• SELECTED EXCERPT:
Saudi Crown Prince Mohammed bin Salman ahead of the Organization of Islamic Cooperation’s Islamic Summit in Mecca, Saudi Arabia, on June 1, 2019.
In 2011, as Arab Spring protests swept across the Middle East, demonstrations also kicked off in Saudi Arabia’s oil-rich Eastern Province. Members of the kingdom’s repressed Shiite minority took to the streets, calling for equal rights and a fairer distribution of oil revenues. The protesters included a group of around 30 kids on bicycles. As a video released last week by CNN shows, those children were led by a smiling 10-year-old in flip-flops named Murtaja Qureiris.
“The people demand human rights!” the young boy can be seen shouting through a megaphone.
Here’s the problem: Demanding human rights in Saudi Arabia lands you in prison. Even if you’re a kid.
Three years later, in September 2014, 13-year-old Murtaja was arrested while on his way to neighboring Bahrain with his family.
“At the time,” reports CNN, “he was considered by lawyers and activists to be the youngest known political prisoner in Saudi Arabia.
Over the past four years, say human rights groups, this teenager has been subjected to torture and intimidation, as well as a spell in solitary confinement. He has been denied access to a lawyer while interrogators try to get him to confess to the trumped-up charges against him. These include “participating in anti-government protests, attending the funeral of his brother Ali Qureiris who was killed in a protest in 2011, joining a ‘terrorist organization,’ throwing Molotov cocktails at a police station, and firing at security forces,” according to Amnesty International.
Last week, we learned that Saudi prosecutors are seeking the death penalty for 18-year-old Murtaja, who is being tried in an anti-terror court. CNN reports that the prosecutors want to “impose the harshest form of the death penalty, which may include crucifixion or dismemberment after execution.”
Got that? The unelected government of a close ally of the United States is planning on brutally executing an 18-year-old member of a minority group, for crimes allegedly committed when he was 10 years old.
Let me repeat: Ten. Years. Old.

• STATED TASK A:
Using the article on Murtaja Qureiris, answer:
(i) How old was Murtaja when he led the children on bicycles in 2011?
(ii) In what month and year was he arrested?
(iii) What kind of court is he being tried in?
• STATED TASK B: In the listing, beginning at its first line and going on through the line with "Now the bicycle", rename "target" to "object" and leave everything else unchanged. Give only those lines and leave out the pictures.
The article on Murtaja Qureiris and the listing that follows it come from unrelated sources.

• DATA SECTION:
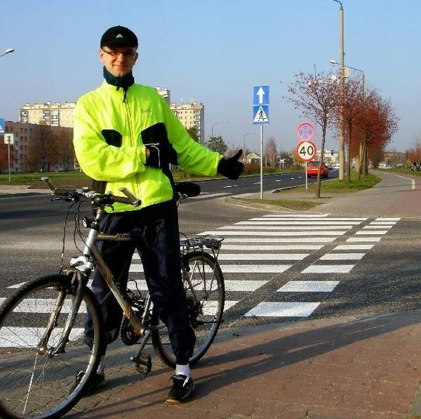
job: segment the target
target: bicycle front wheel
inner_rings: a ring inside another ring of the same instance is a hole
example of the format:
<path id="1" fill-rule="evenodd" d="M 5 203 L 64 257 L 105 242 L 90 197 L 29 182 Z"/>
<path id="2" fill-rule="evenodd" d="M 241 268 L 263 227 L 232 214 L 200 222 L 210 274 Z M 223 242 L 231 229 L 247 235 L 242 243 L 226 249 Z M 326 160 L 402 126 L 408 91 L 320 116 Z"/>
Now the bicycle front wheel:
<path id="1" fill-rule="evenodd" d="M 69 277 L 54 275 L 27 283 L 1 305 L 0 417 L 58 418 L 81 397 L 100 360 L 102 321 L 90 290 L 72 314 L 74 297 Z M 84 342 L 87 310 L 93 321 L 92 351 Z M 52 354 L 67 321 L 73 322 L 67 342 Z M 75 386 L 80 371 L 84 375 Z"/>
<path id="2" fill-rule="evenodd" d="M 196 344 L 190 365 L 208 351 L 218 333 L 225 301 L 224 278 L 219 264 L 209 254 L 192 252 L 183 256 L 182 277 L 187 297 L 190 323 L 196 334 Z M 156 313 L 153 324 L 159 323 Z M 152 344 L 156 354 L 167 366 L 174 368 L 175 356 L 166 327 L 154 330 Z"/>

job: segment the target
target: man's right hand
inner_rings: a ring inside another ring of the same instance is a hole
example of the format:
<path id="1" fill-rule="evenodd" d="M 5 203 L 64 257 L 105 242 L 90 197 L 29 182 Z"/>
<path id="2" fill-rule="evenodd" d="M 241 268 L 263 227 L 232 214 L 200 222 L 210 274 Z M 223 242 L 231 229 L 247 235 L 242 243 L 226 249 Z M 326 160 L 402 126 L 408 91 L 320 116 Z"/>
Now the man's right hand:
<path id="1" fill-rule="evenodd" d="M 168 140 L 167 140 L 168 141 Z M 168 163 L 177 165 L 177 152 L 169 142 L 152 143 L 145 144 L 146 153 L 146 164 L 158 169 L 162 169 Z"/>
<path id="2" fill-rule="evenodd" d="M 146 148 L 146 164 L 162 169 L 168 163 L 178 165 L 177 152 L 168 140 L 163 122 L 148 127 L 141 133 L 142 142 Z"/>

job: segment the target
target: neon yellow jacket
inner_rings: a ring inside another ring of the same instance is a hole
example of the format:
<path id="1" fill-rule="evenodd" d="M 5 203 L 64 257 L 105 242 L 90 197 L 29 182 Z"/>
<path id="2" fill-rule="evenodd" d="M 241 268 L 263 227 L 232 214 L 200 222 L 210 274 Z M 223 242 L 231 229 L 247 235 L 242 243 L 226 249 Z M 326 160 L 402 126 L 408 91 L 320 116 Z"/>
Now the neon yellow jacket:
<path id="1" fill-rule="evenodd" d="M 107 192 L 121 195 L 126 187 L 142 200 L 141 207 L 115 204 L 114 212 L 131 211 L 171 200 L 173 190 L 161 169 L 145 165 L 140 132 L 158 122 L 166 125 L 168 139 L 178 153 L 178 165 L 191 173 L 215 176 L 222 156 L 190 138 L 156 90 L 133 84 L 123 101 L 123 89 L 105 81 L 81 96 L 74 112 L 74 146 L 81 169 L 91 178 L 106 181 Z M 121 147 L 109 146 L 102 129 L 122 136 Z"/>

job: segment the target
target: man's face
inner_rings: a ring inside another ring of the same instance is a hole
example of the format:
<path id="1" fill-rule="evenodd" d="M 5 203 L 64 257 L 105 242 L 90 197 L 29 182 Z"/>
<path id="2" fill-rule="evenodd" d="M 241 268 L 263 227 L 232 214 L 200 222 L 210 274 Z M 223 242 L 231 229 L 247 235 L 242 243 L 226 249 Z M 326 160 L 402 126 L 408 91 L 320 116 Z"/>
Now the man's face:
<path id="1" fill-rule="evenodd" d="M 116 77 L 128 75 L 133 67 L 138 53 L 133 46 L 107 46 L 100 49 L 100 60 Z"/>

• RIGHT ANSWER A:
(i) 10 years old
(ii) September 2014
(iii) An anti-terror court

• RIGHT ANSWER B:
job: segment the object
object: bicycle front wheel
inner_rings: a ring inside another ring of the same instance is a hole
example of the format:
<path id="1" fill-rule="evenodd" d="M 5 203 L 64 257 L 105 242 L 90 197 L 29 182 Z"/>
<path id="2" fill-rule="evenodd" d="M 241 268 L 263 227 L 232 214 L 200 222 L 210 274 Z M 223 242 L 231 229 L 247 235 L 242 243 L 226 249 Z M 326 160 L 402 126 L 408 91 L 320 116 Z"/>
Now the bicycle front wheel:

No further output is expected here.